— Brief —
Extract every line of the material that holds the string "post".

— Data extract —

************

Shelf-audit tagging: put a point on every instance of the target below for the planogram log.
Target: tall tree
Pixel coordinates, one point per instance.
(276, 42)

************

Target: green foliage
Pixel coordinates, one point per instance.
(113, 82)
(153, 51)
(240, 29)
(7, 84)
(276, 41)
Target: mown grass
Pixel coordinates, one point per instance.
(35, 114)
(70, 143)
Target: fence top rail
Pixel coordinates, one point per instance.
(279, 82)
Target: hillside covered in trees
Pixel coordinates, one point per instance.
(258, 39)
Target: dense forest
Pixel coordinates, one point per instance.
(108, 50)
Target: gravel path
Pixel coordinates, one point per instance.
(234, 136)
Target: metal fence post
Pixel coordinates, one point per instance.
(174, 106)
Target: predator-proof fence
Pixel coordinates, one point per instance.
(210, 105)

************

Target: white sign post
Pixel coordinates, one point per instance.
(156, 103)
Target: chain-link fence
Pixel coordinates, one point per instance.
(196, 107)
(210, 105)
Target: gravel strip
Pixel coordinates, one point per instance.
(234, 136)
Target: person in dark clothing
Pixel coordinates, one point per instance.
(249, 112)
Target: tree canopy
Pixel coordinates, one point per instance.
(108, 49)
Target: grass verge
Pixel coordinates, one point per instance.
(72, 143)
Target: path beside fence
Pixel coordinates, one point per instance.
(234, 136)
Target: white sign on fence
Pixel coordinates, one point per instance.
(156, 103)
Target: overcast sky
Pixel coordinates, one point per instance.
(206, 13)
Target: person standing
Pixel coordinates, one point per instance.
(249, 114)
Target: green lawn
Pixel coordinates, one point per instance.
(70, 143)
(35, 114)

************

— Solved exercise —
Target: metal fence post
Target: white sign post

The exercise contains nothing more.